• [PASSAGE]
-- Opening Marker --
Log in

View Full Version : Eurogenes K15 confusion



RyoHazuki
03-02-2020, 08:33 AM
When I PCA plot the G25 K15 samples for Southern England and Southern France (taken from the K15 Vahaduo reference sheet), I come out exactly half way inbetween them.

https://i.imgur.com/r0Cy1WR_d.jpg?maxwidth=640&shape=thumb&fidelity=medium

Yet when I compare the distances in Vahaduo, I'm several times closer to England.

Distance to: RyoHazuki
4.55089002 England
19.06995281 French_South

What gives? Shouldn't I be equidistant to both?

RyoHazuki
03-02-2020, 09:01 AM
I assume due to the legality of DNA testing in France, the French sample size isn't wide enough to illustrate an equal affinity to England for me, so it comes up very distant.
https://i.imgur.com/ymNLJ6X_d.jpg?maxwidth=640&shape=thumb&fidelity=medium
https://i.imgur.com/xdG59hw_d.jpg?maxwidth=640&shape=thumb&fidelity=medium

Korialstrasz
03-02-2020, 06:26 PM
A PCA chart is usually a projection onto the 2 dimensional plane (in other words, it uses only two of all components available). In eurogenes 15k's case, the distances are calculated in the 15 dimensional space. Therefore, these distances do not quite match those seen on the PCA charts.

So, unless two components that constitute the plot are satisfactorily representative for the relevant populations, the ensuing plot is quite misleading.

For a "true" visualization experience on the two dimensional plane, we would need 15c2 = 105 such plots.

RyoHazuki
03-02-2020, 07:37 PM
A PCA chart is usually a projection onto the 2 dimensional plane (in other words, it uses only two of all components available). In eurogenes 15k's case, the distances are calculated in the 15 dimensional space. Therefore, these distances do not quite match those seen on the PCA charts.

So, unless two components that constitute the plot are satisfactorily representative for the relevant populations, the ensuing plot is quite misleading.

For a "true" visualization experience on the two dimensional plane, we would need 15c2 = 105 such plots.

Thank you! Looking at raw distance numbers and comparing them to visualizations should've given me the clue that their criteria for calculating distance is not the same.
-- Closing Marker --
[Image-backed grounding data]
-- Opening Marker --
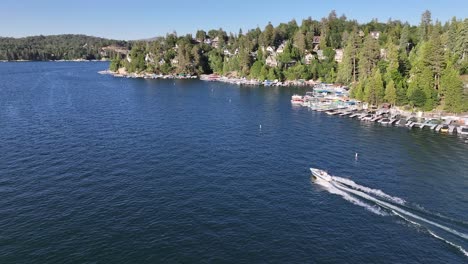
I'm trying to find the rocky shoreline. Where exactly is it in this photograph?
[98,70,198,79]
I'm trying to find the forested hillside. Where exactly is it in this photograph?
[0,34,129,61]
[110,11,468,112]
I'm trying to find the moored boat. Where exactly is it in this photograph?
[291,94,304,105]
[310,168,332,182]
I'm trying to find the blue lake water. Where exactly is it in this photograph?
[0,62,468,263]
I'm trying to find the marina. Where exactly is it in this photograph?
[291,84,468,137]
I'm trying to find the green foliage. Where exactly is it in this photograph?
[409,87,426,107]
[364,69,385,105]
[208,50,223,74]
[109,56,122,72]
[440,64,464,113]
[0,34,130,61]
[284,63,311,80]
[385,80,397,105]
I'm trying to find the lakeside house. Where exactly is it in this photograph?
[312,36,321,50]
[145,53,154,63]
[316,50,326,60]
[211,37,219,49]
[380,48,387,59]
[304,53,315,65]
[335,49,343,63]
[276,42,286,53]
[265,55,278,67]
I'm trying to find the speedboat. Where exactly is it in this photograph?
[291,94,304,105]
[310,168,332,182]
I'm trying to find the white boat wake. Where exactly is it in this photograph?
[314,170,468,257]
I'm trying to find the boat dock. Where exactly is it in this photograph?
[291,84,468,137]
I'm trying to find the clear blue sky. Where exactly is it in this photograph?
[0,0,468,40]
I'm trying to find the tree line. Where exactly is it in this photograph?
[110,11,468,112]
[0,34,130,61]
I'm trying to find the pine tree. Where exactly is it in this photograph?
[337,29,360,83]
[359,35,380,78]
[294,29,306,55]
[385,80,397,105]
[419,10,432,41]
[400,24,410,52]
[364,68,385,105]
[440,64,463,113]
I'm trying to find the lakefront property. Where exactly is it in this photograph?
[0,0,468,264]
[100,11,468,113]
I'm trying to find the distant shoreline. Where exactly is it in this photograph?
[0,59,110,62]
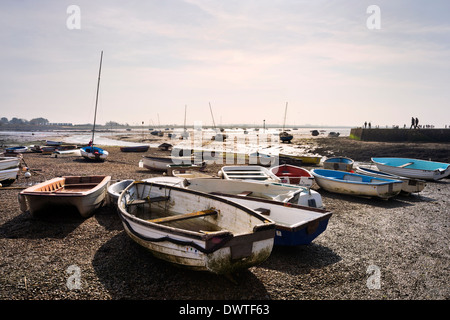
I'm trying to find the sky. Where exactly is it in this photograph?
[0,0,450,127]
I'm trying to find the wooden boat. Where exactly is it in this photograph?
[80,146,109,161]
[80,51,109,161]
[19,176,111,218]
[144,176,323,208]
[139,156,206,171]
[210,192,332,246]
[219,166,281,182]
[355,166,426,194]
[311,169,402,199]
[52,149,81,158]
[278,153,322,165]
[323,157,354,172]
[172,169,212,179]
[270,164,314,187]
[0,157,21,170]
[280,131,294,142]
[118,181,275,274]
[158,142,172,151]
[107,179,134,208]
[372,158,450,180]
[149,177,332,246]
[5,146,28,153]
[120,145,149,152]
[0,168,19,185]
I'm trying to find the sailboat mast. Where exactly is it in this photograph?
[184,105,187,131]
[283,102,287,131]
[91,50,103,145]
[209,102,216,129]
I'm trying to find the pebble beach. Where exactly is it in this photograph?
[0,133,450,301]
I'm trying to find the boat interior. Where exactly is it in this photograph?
[23,176,106,193]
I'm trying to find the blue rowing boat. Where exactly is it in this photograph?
[372,158,450,180]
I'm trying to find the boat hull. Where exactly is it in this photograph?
[80,147,109,161]
[107,179,134,208]
[144,177,323,208]
[120,146,149,152]
[311,169,402,199]
[118,182,275,274]
[0,157,21,170]
[372,158,450,180]
[5,146,28,153]
[202,193,332,246]
[356,167,426,194]
[0,168,19,184]
[323,157,354,172]
[270,164,314,187]
[219,166,281,182]
[19,176,111,218]
[279,153,322,165]
[140,156,200,171]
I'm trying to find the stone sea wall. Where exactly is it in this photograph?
[350,128,450,142]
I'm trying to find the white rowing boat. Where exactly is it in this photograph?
[118,181,275,274]
[147,177,332,246]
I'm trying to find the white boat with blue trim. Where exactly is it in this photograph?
[311,169,402,199]
[355,166,427,195]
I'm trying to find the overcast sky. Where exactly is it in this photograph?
[0,0,450,127]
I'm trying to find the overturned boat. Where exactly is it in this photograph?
[19,176,111,218]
-- Closing Marker --
• [WORK INSTRUCTION 1] Write out the part of the Eurogenes K15 thread from "What gives? Shouldn't" through "up very distant.", with no changes.
• [WORK INSTRUCTION 2] List the posting time of every post in the Eurogenes K15 thread.
• [WORK INSTRUCTION 3] Extend the Eurogenes K15 thread by writing what comes after its last post.

• [ANSWER AREA 1]
What gives? Shouldn't I be equidistant to both?

RyoHazuki
03-02-2020, 09:01 AM
I assume due to the legality of DNA testing in France, the French sample size isn't wide enough to illustrate an equal affinity to England for me, so it comes up very distant.

• [ANSWER AREA 2]
- 03-02-2020, 08:33 AM
- 03-02-2020, 09:01 AM
- 03-02-2020, 06:26 PM
- 03-02-2020, 07:37 PM

• [ANSWER AREA 3]
Gorilla
03-02-2020, 08:03 PM
When I PCA plot the G25 K15 samples for Southern England and Southern France (taken from the K15 Vahaduo reference sheet), I come out exactly half way inbetween them.

https://i.imgur.com/r0Cy1WR_d.jpg?maxwidth=640&shape=thumb&fidelity=medium

Yet when I compare the distances in Vahaduo, I'm several times closer to England.

Distance to: RyoHazuki
4.55089002 England
19.06995281 French_South

What gives? Shouldn't I be equidistant to both?

How do you plot your results? Can you show me please?

RyoHazuki
03-02-2020, 08:06 PM
How do you plot your results? Can you show me please?

Take your K15 Admixture percentages from Gedmatch
Paste them into the boxes and generate a coordinate on this site https://gen3553.pagesperso-orange.fr/ADN/K15.htm
Download the chart image and open it in ms paint
Match the generated coordinate with the mouse position shown in the bottom left of the window
click to map yourself

RyoHazuki
03-02-2020, 09:00 PM
A PCA chart is usually a projection onto the 2 dimensional plane (in other words, it uses only two of all components available). In eurogenes 15k's case, the distances are calculated in the 15 dimensional space. Therefore, these distances do not quite match those seen on the PCA charts.

So, unless two components that constitute the plot are satisfactorily representative for the relevant populations, the ensuing plot is quite misleading.

For a "true" visualization experience on the two dimensional plane, we would need 15c2 = 105 such plots.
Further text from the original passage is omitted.